▸ YOUR TASKS
a - In the project summary, what kinds of NMR spectroscopy will be combined with batch reaction studies?
b - List every area in which the project summary says the project will benefit stakeholders.
c - Edit the project summary from "The project will" to "and skill development.", swapping "stakeholders" for "partners".

▸ PROVIDED PASSAGE

-------------------------

In-situ NMR-based methodology for screening and optimisation of heterogenised organocatalytic systems

The goal of this proposal is to develop and validate an in-situ Nuclear Magnetic Resonance (NMR)-based screening and optimisation methodology for heterogenised organocatalytic systems, able to monitor and evaluate catalyst activity, transport and surface interactions at a pore-scale level in such functionalised materials. Batch reaction studies combined with in-situ 1H and 13C NMR spectroscopy, diffusion and relaxation techniques will give new and exclusive insights into these systems by providing quantitative data on intra-pore kinetics, diffusion and adsorption, which will be able to direct catalyst formulation and reaction design by evaluating the controlling interactions and mass transport phenomena of the various reactant/solvent/product species within the pores of the heterogenised catalytic system, hence aid selection of optimal reaction parameters such as choice of suitable solvents, solid supports, pore size and type of linker to immobilise the organocatalyst on support. The validation of this methodology in heterogenised organocatalysis will be a significant step forward towards effective screening and development of these materials, which can be expanded to other related technologies using functionalised porous materials.

The project will benefit stakeholders with impact in the following areas: (i) Industry and commercial sector; (ii) Outreach and engagement of scientific community; (iii) Environmental policy and the wider society; (iv) Training and skill development.

-------------------------

Collected data
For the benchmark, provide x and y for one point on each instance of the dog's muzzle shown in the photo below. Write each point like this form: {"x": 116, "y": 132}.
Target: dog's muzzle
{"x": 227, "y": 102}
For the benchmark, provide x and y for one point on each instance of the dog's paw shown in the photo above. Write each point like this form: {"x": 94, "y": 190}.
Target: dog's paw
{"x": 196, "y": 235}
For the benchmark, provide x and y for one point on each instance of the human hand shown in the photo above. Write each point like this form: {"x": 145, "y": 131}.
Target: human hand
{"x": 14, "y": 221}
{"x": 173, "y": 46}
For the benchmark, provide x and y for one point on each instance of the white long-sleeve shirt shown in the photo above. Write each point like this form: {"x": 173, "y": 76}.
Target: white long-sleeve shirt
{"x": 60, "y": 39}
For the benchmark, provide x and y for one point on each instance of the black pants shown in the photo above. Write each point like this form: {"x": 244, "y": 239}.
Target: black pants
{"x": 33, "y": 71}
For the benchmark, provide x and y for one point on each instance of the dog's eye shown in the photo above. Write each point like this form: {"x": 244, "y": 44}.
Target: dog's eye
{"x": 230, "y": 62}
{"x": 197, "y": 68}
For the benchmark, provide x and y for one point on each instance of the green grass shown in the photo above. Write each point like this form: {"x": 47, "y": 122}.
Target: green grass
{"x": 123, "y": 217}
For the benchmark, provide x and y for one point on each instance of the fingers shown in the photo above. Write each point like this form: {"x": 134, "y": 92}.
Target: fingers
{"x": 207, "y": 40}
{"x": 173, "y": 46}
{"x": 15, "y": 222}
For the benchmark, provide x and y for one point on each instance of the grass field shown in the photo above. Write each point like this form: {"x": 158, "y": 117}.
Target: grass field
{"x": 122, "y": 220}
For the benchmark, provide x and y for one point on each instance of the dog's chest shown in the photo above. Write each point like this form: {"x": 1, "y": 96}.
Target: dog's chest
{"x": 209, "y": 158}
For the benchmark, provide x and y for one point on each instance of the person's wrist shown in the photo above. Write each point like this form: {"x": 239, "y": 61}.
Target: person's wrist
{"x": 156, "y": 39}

-------------------------

▸ RESULTS OF THE TASKS
a - In-situ 1H and 13C NMR spectroscopy.

b - Industry and commercial sector; outreach and engagement of scientific community; environmental policy and the wider society; training and skill development.

c -
The project will benefit partners with impact in the following areas: (i) Industry and commercial sector; (ii) Outreach and engagement of scientific community; (iii) Environmental policy and the wider society; (iv) Training and skill development.